- [PROMPT]: Rewrite the data below, putting "Object" wherever "Target" occurs and leaving every other character as it is.

Part of a data file

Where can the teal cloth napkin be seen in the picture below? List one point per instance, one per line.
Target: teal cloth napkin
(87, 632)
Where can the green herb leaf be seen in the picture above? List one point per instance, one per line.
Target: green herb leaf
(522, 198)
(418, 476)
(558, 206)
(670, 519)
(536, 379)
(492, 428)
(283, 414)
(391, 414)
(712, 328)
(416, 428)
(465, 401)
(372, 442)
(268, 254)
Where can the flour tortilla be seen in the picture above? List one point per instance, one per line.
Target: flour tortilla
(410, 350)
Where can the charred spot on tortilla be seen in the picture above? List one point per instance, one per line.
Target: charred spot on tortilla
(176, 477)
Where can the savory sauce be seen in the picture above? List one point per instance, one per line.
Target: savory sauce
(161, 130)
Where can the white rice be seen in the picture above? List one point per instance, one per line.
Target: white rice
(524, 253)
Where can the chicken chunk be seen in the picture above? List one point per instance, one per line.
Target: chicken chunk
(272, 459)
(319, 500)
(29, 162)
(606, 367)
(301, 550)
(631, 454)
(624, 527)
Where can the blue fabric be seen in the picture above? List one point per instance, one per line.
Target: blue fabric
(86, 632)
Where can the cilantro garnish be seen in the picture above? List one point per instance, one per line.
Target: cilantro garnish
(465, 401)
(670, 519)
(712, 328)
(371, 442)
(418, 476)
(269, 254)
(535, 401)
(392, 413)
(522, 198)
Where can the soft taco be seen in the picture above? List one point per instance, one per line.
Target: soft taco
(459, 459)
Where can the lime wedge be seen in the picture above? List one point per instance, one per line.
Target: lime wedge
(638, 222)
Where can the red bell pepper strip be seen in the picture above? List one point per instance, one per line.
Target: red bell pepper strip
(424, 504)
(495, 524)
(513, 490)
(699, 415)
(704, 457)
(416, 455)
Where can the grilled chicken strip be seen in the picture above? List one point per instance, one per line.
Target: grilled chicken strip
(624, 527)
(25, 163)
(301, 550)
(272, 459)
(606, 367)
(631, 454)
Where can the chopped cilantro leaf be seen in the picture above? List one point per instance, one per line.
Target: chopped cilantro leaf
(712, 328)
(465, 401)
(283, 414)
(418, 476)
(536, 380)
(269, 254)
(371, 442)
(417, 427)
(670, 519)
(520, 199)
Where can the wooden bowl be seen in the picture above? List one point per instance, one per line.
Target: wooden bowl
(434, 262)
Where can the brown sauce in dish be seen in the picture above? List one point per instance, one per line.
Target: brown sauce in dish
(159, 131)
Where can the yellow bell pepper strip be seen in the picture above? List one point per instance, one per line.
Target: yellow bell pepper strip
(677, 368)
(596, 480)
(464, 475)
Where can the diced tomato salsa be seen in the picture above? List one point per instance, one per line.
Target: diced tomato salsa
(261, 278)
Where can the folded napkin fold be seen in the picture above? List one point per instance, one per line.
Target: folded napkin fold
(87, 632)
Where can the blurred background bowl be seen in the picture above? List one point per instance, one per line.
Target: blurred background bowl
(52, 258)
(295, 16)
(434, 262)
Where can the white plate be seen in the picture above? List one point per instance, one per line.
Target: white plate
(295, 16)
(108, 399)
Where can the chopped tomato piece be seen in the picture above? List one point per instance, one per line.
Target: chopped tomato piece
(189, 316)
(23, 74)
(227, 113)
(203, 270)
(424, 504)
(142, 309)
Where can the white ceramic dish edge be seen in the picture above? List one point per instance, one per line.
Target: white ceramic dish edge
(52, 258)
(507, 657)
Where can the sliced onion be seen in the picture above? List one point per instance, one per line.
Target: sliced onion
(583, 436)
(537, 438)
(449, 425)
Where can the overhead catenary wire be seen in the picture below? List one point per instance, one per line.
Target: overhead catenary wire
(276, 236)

- [ANSWER TO THE EXERCISE]:
Where can the teal cloth napkin be seen in the picture below? List one point per instance, one per line.
Object: teal cloth napkin
(87, 632)
Where can the green herb leaf be seen in the picture above? List one point per instance, one per line.
Object: green herb leaf
(522, 198)
(418, 476)
(558, 206)
(670, 519)
(536, 379)
(492, 428)
(283, 414)
(391, 414)
(712, 328)
(416, 428)
(465, 401)
(372, 442)
(268, 254)
Where can the flour tortilla be seen in the picture above? List one point per instance, one per line.
Object: flour tortilla
(410, 350)
Where can the charred spot on tortilla be seen in the picture above? List one point per instance, one per line.
Object: charred spot on tortilla
(176, 477)
Where can the savory sauce be seen in the picture above? List one point per instance, one per line.
Object: savory sauce
(161, 130)
Where can the white rice be seen in the picture above? List one point per instance, one per line.
Object: white rice
(524, 253)
Where can the chicken chunk be seen in the picture above? List one point per instance, one per line.
Object: chicken chunk
(272, 459)
(319, 500)
(29, 162)
(606, 367)
(301, 550)
(631, 454)
(624, 527)
Where can the blue fabric be seen in the picture above? List one point per instance, one per line.
Object: blue fabric
(86, 632)
Where can the cilantro garnish be seen in the picture above? List one point per instance, one per line.
Object: cilantro garnish
(465, 401)
(670, 519)
(712, 328)
(371, 442)
(418, 476)
(269, 254)
(535, 401)
(392, 413)
(522, 198)
Where can the soft taco be seen in the picture above? List one point per instance, one per line.
Object: soft taco
(459, 459)
Where can the lime wedge be seen in the picture above? List one point per instance, one per line.
Object: lime wedge
(638, 222)
Where can the red bell pepper strip be seen in the picture above? List one point per instance, one per line.
Object: red bell pepper strip
(424, 504)
(495, 524)
(513, 490)
(699, 415)
(704, 457)
(416, 455)
Where can the grilled chicken strip be seen in the picture above? List one point per instance, one per line.
Object: grilled chicken strip
(624, 527)
(25, 163)
(301, 550)
(272, 459)
(606, 367)
(631, 454)
Where can the chopped cilantro leaf be seen in the picture above? List one point per instance, one per line.
Object: chopped cilantro leaf
(712, 328)
(465, 401)
(283, 414)
(418, 476)
(536, 380)
(269, 254)
(371, 442)
(417, 427)
(670, 519)
(520, 199)
Where can the wooden bowl be seen in the picture above? List one point per instance, one per line.
Object: wooden bowl
(434, 262)
Where can the brown sauce in dish be seen in the picture above? List one point per instance, one per line.
Object: brown sauce in dish
(159, 131)
Where can the yellow bell pepper strip be seen in the picture above? List one point per instance, one per line.
Object: yellow bell pepper strip
(677, 368)
(596, 480)
(464, 475)
Where can the diced tomato salsa be seen in the picture above? List one point per instance, one per line.
Object: diced tomato salsa
(261, 278)
Where can the folded napkin fold be seen in the picture above? List one point per instance, one per line.
Object: folded napkin fold
(87, 632)
Where can the blurred background bowl be seen in the picture above? List one point per instance, one per line.
Object: blurred background bowl
(52, 258)
(295, 16)
(434, 262)
Where can the white plate be seen in the picture above? List one point per instance, one per line.
Object: white plate
(295, 16)
(108, 399)
Where can the chopped tomato piece be seen in the picture above? List one point per instance, one per line.
Object: chopped tomato piece
(189, 316)
(23, 74)
(227, 113)
(203, 270)
(424, 504)
(142, 309)
Where can the white ceramic dish edge be seen in the picture above? List one point per instance, one per line.
Object: white ceramic dish edge
(52, 258)
(507, 657)
Where can the sliced onion be seen in the picture above? List one point per instance, one per line.
Object: sliced onion
(583, 436)
(537, 438)
(449, 425)
Where can the overhead catenary wire be seen in the picture below? List one point per instance, one per line.
Object: overhead catenary wire
(276, 236)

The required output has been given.